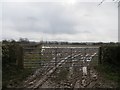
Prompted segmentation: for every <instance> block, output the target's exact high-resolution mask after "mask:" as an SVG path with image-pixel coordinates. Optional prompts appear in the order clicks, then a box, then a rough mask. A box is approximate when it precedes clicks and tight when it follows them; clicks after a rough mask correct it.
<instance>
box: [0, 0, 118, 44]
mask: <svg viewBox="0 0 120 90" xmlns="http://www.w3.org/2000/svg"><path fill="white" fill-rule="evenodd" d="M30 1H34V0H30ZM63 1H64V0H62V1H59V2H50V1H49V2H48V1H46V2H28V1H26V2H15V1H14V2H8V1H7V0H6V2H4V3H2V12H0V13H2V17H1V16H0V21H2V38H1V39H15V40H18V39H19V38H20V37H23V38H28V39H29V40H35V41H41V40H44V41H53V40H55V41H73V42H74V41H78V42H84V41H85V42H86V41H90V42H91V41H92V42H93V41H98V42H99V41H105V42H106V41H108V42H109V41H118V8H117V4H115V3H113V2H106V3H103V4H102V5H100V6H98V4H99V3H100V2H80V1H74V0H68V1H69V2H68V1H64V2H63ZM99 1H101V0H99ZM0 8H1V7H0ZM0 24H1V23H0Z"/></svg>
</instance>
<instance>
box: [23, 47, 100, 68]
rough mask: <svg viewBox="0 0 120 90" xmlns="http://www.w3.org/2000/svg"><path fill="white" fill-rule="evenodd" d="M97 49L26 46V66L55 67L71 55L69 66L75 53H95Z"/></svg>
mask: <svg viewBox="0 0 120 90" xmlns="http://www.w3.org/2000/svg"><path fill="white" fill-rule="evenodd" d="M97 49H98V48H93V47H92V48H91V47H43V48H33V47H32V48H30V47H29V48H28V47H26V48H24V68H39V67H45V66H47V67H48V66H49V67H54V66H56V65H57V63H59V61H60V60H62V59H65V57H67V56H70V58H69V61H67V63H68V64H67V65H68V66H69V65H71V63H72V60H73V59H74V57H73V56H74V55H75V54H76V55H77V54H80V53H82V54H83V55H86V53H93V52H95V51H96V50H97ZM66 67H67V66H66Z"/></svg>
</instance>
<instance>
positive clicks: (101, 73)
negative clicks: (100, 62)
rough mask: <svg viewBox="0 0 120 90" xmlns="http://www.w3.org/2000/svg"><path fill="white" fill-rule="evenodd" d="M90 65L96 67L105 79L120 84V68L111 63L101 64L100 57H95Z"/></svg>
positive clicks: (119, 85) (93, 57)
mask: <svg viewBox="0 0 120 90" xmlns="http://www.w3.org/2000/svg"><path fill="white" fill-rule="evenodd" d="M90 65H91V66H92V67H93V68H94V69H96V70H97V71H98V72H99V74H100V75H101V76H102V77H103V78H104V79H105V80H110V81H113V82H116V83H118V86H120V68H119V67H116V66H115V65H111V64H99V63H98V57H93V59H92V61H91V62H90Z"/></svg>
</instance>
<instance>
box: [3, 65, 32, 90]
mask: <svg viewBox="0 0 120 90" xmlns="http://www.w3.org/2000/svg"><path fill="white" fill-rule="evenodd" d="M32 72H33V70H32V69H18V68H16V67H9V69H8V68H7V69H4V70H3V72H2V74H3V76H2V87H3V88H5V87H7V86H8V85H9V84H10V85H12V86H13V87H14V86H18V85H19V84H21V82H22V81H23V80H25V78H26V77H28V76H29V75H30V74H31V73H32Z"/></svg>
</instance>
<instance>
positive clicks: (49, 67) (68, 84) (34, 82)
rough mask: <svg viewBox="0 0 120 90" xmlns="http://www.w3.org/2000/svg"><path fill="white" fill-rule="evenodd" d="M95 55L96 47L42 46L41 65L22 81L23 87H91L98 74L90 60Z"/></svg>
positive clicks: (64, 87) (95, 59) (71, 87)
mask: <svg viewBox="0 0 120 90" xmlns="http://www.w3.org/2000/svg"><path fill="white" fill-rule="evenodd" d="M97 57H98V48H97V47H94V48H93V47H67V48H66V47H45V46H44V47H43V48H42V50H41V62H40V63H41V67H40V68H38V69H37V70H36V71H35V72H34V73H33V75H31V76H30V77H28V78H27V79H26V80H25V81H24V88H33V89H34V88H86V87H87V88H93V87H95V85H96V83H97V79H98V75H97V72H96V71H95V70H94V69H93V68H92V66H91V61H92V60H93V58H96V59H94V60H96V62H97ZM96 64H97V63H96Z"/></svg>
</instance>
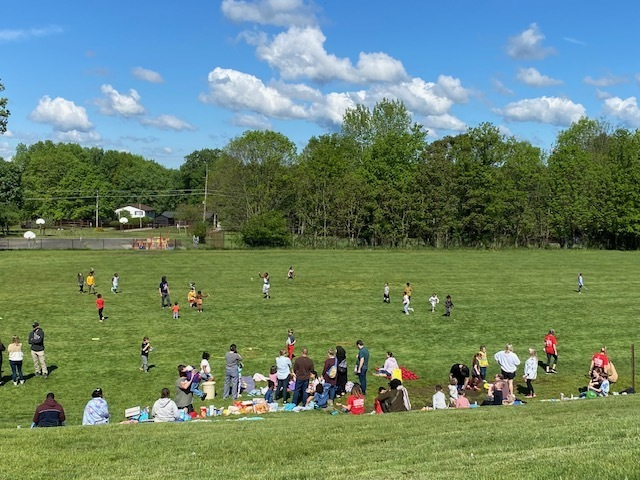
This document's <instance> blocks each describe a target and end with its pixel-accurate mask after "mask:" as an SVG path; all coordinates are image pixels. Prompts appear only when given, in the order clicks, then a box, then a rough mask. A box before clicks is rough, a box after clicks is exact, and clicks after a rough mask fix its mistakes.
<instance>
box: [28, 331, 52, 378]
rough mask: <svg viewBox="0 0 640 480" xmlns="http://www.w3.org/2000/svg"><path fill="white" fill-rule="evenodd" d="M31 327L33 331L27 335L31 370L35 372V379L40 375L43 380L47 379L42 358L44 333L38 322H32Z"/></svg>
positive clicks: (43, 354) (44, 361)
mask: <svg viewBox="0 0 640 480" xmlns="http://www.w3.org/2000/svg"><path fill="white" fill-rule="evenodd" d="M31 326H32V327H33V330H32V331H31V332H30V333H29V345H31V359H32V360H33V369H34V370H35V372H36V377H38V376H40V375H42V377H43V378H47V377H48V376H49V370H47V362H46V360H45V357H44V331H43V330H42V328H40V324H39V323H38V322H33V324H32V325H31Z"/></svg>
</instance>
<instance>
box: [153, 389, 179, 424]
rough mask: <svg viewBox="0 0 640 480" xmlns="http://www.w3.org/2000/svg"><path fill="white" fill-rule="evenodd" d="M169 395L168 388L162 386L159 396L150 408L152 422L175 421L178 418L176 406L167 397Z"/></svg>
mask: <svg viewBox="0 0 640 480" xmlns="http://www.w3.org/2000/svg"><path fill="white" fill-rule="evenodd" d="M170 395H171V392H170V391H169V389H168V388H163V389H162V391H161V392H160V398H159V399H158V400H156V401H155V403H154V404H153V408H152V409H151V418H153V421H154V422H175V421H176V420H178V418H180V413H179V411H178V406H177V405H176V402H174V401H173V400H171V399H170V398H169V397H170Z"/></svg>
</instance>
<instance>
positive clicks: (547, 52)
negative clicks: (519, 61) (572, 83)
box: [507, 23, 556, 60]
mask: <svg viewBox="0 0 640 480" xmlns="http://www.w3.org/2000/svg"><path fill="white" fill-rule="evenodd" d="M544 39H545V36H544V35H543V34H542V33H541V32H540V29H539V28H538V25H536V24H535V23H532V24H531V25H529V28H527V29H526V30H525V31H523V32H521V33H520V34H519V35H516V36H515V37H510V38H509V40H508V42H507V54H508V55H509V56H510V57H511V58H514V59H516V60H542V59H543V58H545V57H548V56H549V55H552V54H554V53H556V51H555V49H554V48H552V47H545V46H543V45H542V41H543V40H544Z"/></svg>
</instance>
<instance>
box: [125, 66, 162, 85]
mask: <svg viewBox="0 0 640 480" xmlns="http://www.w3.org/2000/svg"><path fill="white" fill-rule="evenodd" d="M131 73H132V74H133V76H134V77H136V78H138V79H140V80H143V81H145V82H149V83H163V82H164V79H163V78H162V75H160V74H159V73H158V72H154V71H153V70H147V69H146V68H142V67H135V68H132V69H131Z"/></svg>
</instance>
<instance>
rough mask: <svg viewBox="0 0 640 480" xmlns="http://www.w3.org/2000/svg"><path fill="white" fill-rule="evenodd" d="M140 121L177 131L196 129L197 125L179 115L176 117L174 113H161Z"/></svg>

^^^^^^^^

=== Problem requirements ===
The material above is to be transcribed exactly, with its images omitted.

=== Written response ===
Prompted segmentation: for every <instance> block, output the target's exact high-resolution mask after "mask:" as an SVG path with image-pixel coordinates. Optional prompts appear in the order clicks, then a box, then a rough mask. A box is approximate when it precedes clicks and tight when it follows them; clicks after a rough mask correct it.
<instance>
box: [0, 0, 118, 44]
mask: <svg viewBox="0 0 120 90" xmlns="http://www.w3.org/2000/svg"><path fill="white" fill-rule="evenodd" d="M30 1H34V0H30ZM63 1H64V0H62V1H59V2H50V1H49V2H48V1H46V2H28V1H26V2H15V1H14V2H8V1H7V0H6V2H4V3H2V12H0V13H2V17H1V16H0V21H2V38H1V39H15V40H18V39H19V38H20V37H23V38H28V39H29V40H35V41H41V40H44V41H53V40H55V41H73V42H74V41H78V42H84V41H85V42H86V41H90V42H91V41H92V42H93V41H98V42H99V41H105V42H106V41H108V42H109V41H118V8H117V4H115V3H113V2H106V3H103V4H102V5H100V6H98V4H99V3H100V2H80V1H74V0H68V1H69V2H68V1H64V2H63ZM99 1H101V0H99ZM0 8H1V7H0ZM0 24H1V23H0Z"/></svg>
</instance>
<instance>
box: [23, 47, 100, 68]
rough mask: <svg viewBox="0 0 120 90" xmlns="http://www.w3.org/2000/svg"><path fill="white" fill-rule="evenodd" d="M97 49L26 46V66L55 67L71 55L69 66L75 53H95Z"/></svg>
mask: <svg viewBox="0 0 120 90" xmlns="http://www.w3.org/2000/svg"><path fill="white" fill-rule="evenodd" d="M97 49H98V48H93V47H92V48H91V47H43V48H33V47H32V48H30V47H29V48H28V47H26V48H24V68H39V67H45V66H47V67H48V66H49V67H54V66H56V65H57V63H59V61H60V60H62V59H65V57H67V56H70V58H69V61H67V63H68V64H67V65H68V66H69V65H71V63H72V60H73V59H74V57H73V56H74V55H75V54H76V55H77V54H80V53H82V54H83V55H86V53H93V52H95V51H96V50H97ZM66 67H67V66H66Z"/></svg>
</instance>
<instance>
positive clicks: (101, 73)
negative clicks: (100, 62)
rough mask: <svg viewBox="0 0 120 90" xmlns="http://www.w3.org/2000/svg"><path fill="white" fill-rule="evenodd" d="M90 65L96 67L105 79L120 84V68L111 63L101 64L100 57H95Z"/></svg>
positive clicks: (119, 85) (93, 57)
mask: <svg viewBox="0 0 120 90" xmlns="http://www.w3.org/2000/svg"><path fill="white" fill-rule="evenodd" d="M90 65H91V66H92V67H93V68H94V69H96V70H97V71H98V72H99V74H100V75H101V76H102V77H103V78H104V79H105V80H110V81H113V82H116V83H118V86H120V68H119V67H116V66H115V65H111V64H99V63H98V57H93V59H92V61H91V62H90Z"/></svg>
</instance>
<instance>
box: [3, 65, 32, 90]
mask: <svg viewBox="0 0 120 90" xmlns="http://www.w3.org/2000/svg"><path fill="white" fill-rule="evenodd" d="M32 72H33V70H32V69H18V68H16V67H9V69H8V68H7V69H4V70H3V72H2V74H3V76H2V87H3V88H5V87H7V86H8V85H9V84H10V85H12V86H13V87H14V86H18V85H19V84H21V82H22V81H23V80H25V78H26V77H28V76H29V75H30V74H31V73H32Z"/></svg>
</instance>
<instance>
positive clicks: (49, 67) (68, 84) (34, 82)
rough mask: <svg viewBox="0 0 120 90" xmlns="http://www.w3.org/2000/svg"><path fill="white" fill-rule="evenodd" d="M95 55L96 47L42 46L41 65L22 81L23 87H91L98 74L90 60Z"/></svg>
positive clicks: (64, 87) (95, 59) (71, 87)
mask: <svg viewBox="0 0 120 90" xmlns="http://www.w3.org/2000/svg"><path fill="white" fill-rule="evenodd" d="M97 57H98V48H97V47H94V48H93V47H67V48H66V47H45V46H44V47H43V48H42V50H41V62H40V63H41V67H40V68H38V69H37V70H36V71H35V72H34V73H33V75H31V76H30V77H28V78H27V79H26V80H25V81H24V88H33V89H34V88H86V87H87V88H93V87H95V85H96V83H97V79H98V75H97V72H96V71H95V70H94V69H93V68H92V66H91V61H92V60H93V58H96V59H94V60H96V62H97ZM96 64H97V63H96Z"/></svg>
</instance>
This document's <instance> blocks each describe a target and end with its pixel-accurate mask after "mask:" as an SVG path; all coordinates are image pixels. Prompts appear only when given, in the order clicks, then a box, then a rough mask. A box before clicks is rough, a box after clicks is exact, and clicks after a rough mask fix its mistakes.
<instance>
box: [28, 331, 52, 378]
rough mask: <svg viewBox="0 0 640 480" xmlns="http://www.w3.org/2000/svg"><path fill="white" fill-rule="evenodd" d="M31 327L33 331L27 335L31 370L35 372V379L40 375L43 380L47 379L42 358L44 333L38 322H32Z"/></svg>
positive clicks: (43, 354) (44, 361)
mask: <svg viewBox="0 0 640 480" xmlns="http://www.w3.org/2000/svg"><path fill="white" fill-rule="evenodd" d="M31 326H32V327H33V330H32V331H31V332H30V333H29V345H31V359H32V360H33V369H34V370H35V372H36V377H38V376H40V375H42V377H43V378H47V377H48V376H49V370H47V362H46V360H45V357H44V331H43V330H42V328H40V324H39V323H38V322H33V324H32V325H31Z"/></svg>
</instance>
<instance>
box: [153, 389, 179, 424]
rough mask: <svg viewBox="0 0 640 480" xmlns="http://www.w3.org/2000/svg"><path fill="white" fill-rule="evenodd" d="M169 395L168 388L162 386L159 396L150 408L152 422L175 421L178 418L176 406L167 397Z"/></svg>
mask: <svg viewBox="0 0 640 480" xmlns="http://www.w3.org/2000/svg"><path fill="white" fill-rule="evenodd" d="M170 395H171V392H170V391H169V389H168V388H163V389H162V391H161V392H160V398H159V399H158V400H156V401H155V403H154V404H153V408H152V409H151V418H153V421H154V422H175V421H176V420H178V418H180V413H179V411H178V406H177V405H176V402H174V401H173V400H171V399H170V398H169V397H170Z"/></svg>
</instance>
<instance>
positive clicks: (547, 52)
negative clicks: (519, 61) (572, 83)
box: [507, 23, 556, 60]
mask: <svg viewBox="0 0 640 480" xmlns="http://www.w3.org/2000/svg"><path fill="white" fill-rule="evenodd" d="M544 39H545V36H544V35H543V34H542V33H541V32H540V29H539V28H538V25H536V24H535V23H532V24H531V25H529V28H527V29H526V30H525V31H523V32H521V33H520V34H519V35H516V36H515V37H510V38H509V40H508V42H507V54H508V55H509V56H510V57H511V58H514V59H516V60H542V59H543V58H545V57H548V56H549V55H552V54H554V53H556V51H555V49H554V48H552V47H545V46H543V45H542V41H543V40H544Z"/></svg>
</instance>
<instance>
box: [125, 66, 162, 85]
mask: <svg viewBox="0 0 640 480" xmlns="http://www.w3.org/2000/svg"><path fill="white" fill-rule="evenodd" d="M131 73H132V74H133V76H134V77H136V78H138V79H140V80H143V81H145V82H149V83H163V82H164V79H163V78H162V75H160V74H159V73H158V72H154V71H153V70H147V69H146V68H142V67H135V68H132V69H131Z"/></svg>
</instance>
<instance>
rough mask: <svg viewBox="0 0 640 480" xmlns="http://www.w3.org/2000/svg"><path fill="white" fill-rule="evenodd" d="M140 121L177 131L196 129L197 125L179 115L176 117L174 113H161Z"/></svg>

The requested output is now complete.